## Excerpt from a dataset
## BEGIN
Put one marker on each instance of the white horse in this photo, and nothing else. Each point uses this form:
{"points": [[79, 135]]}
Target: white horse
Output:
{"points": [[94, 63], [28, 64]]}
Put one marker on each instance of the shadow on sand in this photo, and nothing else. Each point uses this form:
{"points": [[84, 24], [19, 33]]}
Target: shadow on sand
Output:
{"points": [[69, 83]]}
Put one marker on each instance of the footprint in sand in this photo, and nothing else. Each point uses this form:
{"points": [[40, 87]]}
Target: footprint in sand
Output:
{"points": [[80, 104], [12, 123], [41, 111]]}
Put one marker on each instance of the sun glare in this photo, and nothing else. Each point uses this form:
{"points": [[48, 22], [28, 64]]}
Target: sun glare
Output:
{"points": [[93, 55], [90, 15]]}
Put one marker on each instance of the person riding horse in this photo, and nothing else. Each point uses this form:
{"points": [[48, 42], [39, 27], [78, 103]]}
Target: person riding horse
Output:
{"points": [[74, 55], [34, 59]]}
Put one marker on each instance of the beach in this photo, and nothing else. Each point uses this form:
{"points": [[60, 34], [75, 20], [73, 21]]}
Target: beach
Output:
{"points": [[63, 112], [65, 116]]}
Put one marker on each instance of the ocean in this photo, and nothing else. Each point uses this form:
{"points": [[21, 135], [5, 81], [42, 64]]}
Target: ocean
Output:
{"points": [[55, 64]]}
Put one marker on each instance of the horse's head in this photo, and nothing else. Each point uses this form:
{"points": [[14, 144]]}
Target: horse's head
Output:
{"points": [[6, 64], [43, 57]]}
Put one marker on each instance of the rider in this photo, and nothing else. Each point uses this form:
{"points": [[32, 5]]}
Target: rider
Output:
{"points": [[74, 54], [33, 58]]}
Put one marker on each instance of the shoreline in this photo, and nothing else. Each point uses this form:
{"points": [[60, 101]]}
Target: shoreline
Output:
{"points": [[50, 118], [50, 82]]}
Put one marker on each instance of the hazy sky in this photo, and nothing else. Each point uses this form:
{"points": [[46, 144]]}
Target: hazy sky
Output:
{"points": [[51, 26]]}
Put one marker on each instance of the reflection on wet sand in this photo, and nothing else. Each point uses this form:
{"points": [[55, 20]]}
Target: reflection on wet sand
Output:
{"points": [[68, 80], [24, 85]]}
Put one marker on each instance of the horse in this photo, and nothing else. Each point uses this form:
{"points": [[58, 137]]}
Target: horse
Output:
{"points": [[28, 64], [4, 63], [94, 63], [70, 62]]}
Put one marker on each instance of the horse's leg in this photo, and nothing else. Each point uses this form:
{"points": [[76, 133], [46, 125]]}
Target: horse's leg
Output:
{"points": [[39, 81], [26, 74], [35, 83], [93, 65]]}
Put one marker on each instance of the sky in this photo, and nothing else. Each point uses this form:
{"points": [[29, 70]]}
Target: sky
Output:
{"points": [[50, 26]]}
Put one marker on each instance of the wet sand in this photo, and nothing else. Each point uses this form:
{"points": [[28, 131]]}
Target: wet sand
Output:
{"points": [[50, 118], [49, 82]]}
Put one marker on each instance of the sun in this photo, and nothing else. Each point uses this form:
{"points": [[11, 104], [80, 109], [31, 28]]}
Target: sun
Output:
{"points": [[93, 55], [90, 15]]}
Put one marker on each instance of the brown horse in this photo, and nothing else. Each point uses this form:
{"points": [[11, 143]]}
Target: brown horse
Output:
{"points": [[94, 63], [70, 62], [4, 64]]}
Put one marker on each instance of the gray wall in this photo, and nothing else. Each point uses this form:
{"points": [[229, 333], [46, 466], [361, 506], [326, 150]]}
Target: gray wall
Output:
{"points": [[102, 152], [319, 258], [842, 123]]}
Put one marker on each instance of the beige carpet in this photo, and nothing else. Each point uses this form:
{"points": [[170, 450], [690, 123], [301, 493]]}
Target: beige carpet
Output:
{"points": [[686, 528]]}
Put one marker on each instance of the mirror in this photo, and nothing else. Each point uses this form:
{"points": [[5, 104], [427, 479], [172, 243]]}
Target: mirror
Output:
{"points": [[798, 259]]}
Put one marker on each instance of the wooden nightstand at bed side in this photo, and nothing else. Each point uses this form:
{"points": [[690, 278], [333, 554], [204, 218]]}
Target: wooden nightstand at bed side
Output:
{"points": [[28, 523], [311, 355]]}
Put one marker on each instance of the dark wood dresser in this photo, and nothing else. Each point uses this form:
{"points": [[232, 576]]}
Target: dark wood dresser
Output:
## END
## WHAT YOU ARE ASKED TO DO
Render all of the data above as a numbered list with one line per entry, omitting any blank lines.

## SOLVED PROBLEM
1. Put one marker on each instance of the white horse in this photo, and nothing else. Each point uses this form:
2. {"points": [[79, 135]]}
3. Target: white horse
4. Output:
5. {"points": [[94, 63], [28, 64]]}
6. Put one marker on each instance of the shadow on sand in this photo, and nothing else. Each point uses this form:
7. {"points": [[84, 24], [19, 33]]}
8. Target: shadow on sand
9. Output:
10. {"points": [[69, 83]]}
11. Put one marker on each instance of the footprint in sand in this photo, and nothing else. Each point uses this form:
12. {"points": [[40, 87]]}
13. Target: footprint in sand
14. Output:
15. {"points": [[80, 104], [12, 123], [41, 111]]}
16. Put one marker on each instance of the sun glare in this photo, and nothing else. Each point uses this form:
17. {"points": [[48, 22], [28, 64]]}
18. Target: sun glare
19. Output:
20. {"points": [[93, 55], [90, 15]]}
21. Put one marker on each instance of the person riding horse in this photo, and nothing else. Each point uses this form:
22. {"points": [[48, 42], [39, 27], [78, 103]]}
23. Target: person riding horse
24. Output:
25. {"points": [[74, 55], [34, 59]]}
26. Put one marker on each instance of the beach in this photo, and nothing else. Each point uses this form:
27. {"points": [[60, 34], [75, 20], [73, 21]]}
28. Target: beach
29. Output:
30. {"points": [[63, 112], [65, 116]]}
31. Put one marker on each instance of the ocean in this photo, and nothing else. Each point uses this form:
32. {"points": [[21, 135], [5, 81], [42, 64]]}
33. Target: ocean
34. Output:
35. {"points": [[55, 64]]}
36. Put one marker on each instance of the horse's head in this photo, and nothing else. Each point uses this form:
37. {"points": [[14, 144]]}
38. Target: horse's head
39. Output:
40. {"points": [[6, 64], [43, 57]]}
41. Put one marker on each instance of the rider in this photo, and nothing else. Each point uses this form:
42. {"points": [[32, 5]]}
43. Target: rider
44. Output:
45. {"points": [[74, 54], [33, 58]]}
46. Put one marker on each instance of the shoreline in this photo, and nothing else. Each point uses this form:
47. {"points": [[60, 101]]}
48. Target: shoreline
49. Output:
50. {"points": [[50, 118], [50, 82]]}
51. Put one marker on each instance of the hazy sky in this photo, and nothing else. Each point uses this form:
52. {"points": [[46, 144]]}
53. Target: hazy sky
54. Output:
55. {"points": [[51, 26]]}
56. Put one marker on each instance of the reflection on wet sand in this photo, and nothing else. Each point uses this form:
57. {"points": [[55, 20]]}
58. Target: reflection on wet sand
59. Output:
60. {"points": [[68, 80], [24, 85]]}
61. Put one marker on each instance of the horse in this photo, and nothing else. Each point uses this form:
62. {"points": [[58, 137]]}
63. Target: horse
64. Output:
65. {"points": [[28, 64], [4, 63], [94, 63], [70, 62]]}
66. Put one marker on each instance of the horse's leg in this photo, and nothing else. Each point uses this form:
67. {"points": [[76, 133], [46, 125]]}
68. Target: horse's leg
69. Output:
70. {"points": [[39, 81], [26, 74], [35, 83], [93, 65]]}
71. Put one marker on each instance of the sky in this photo, and nothing else. Each point uses this form:
72. {"points": [[29, 70]]}
73. Target: sky
74. Output:
75. {"points": [[50, 26]]}
76. Put one marker on each instance of the wet sand in this photo, and nothing else. Each point uses this form:
77. {"points": [[28, 131]]}
78. Target: wet sand
79. Output:
80. {"points": [[50, 118], [49, 82]]}
81. Put one marker on each instance of the sun in this photo, and nothing else. Each point uses this form:
82. {"points": [[11, 104], [80, 109], [31, 28]]}
83. Target: sun
84. Output:
85. {"points": [[93, 55], [90, 15]]}
86. Put one marker on each instance of the brown horse in this photo, and nothing else. Each point uses this form:
87. {"points": [[11, 143]]}
88. Target: brown horse
89. Output:
90. {"points": [[94, 63], [70, 62], [4, 64]]}
91. Put one marker on each instance of the gray wall in this photo, and nothing else. Each point uses this form:
92. {"points": [[229, 333], [46, 466], [361, 506], [326, 150]]}
93. Target: gray wall
94. Output:
95. {"points": [[102, 152], [319, 258], [842, 123]]}
96. Put one marker on each instance of the beige carpet in this photo, and nothing else. Each point uses this form:
97. {"points": [[170, 450], [690, 123], [301, 493]]}
98. Target: beige carpet
99. Output:
100. {"points": [[686, 528]]}
101. Put one marker on each instance of the mirror in this photo, and nothing else. Each point uses this form:
102. {"points": [[5, 104], [427, 479], [172, 243]]}
103. Target: mirror
104. Output:
105. {"points": [[798, 259]]}
106. Put one marker on each instance of the wooden nightstand at bed side in this photo, and nothing else. Each point uses this form:
107. {"points": [[690, 278], [333, 554], [204, 218]]}
108. Target: wooden nightstand at bed side
109. Output:
110. {"points": [[28, 523], [311, 355]]}
111. Put one marker on each instance of the dark wood dresser in this photo, and nothing else. Each point uses this form:
112. {"points": [[232, 576]]}
113. Target: dark wood dresser
114. Output:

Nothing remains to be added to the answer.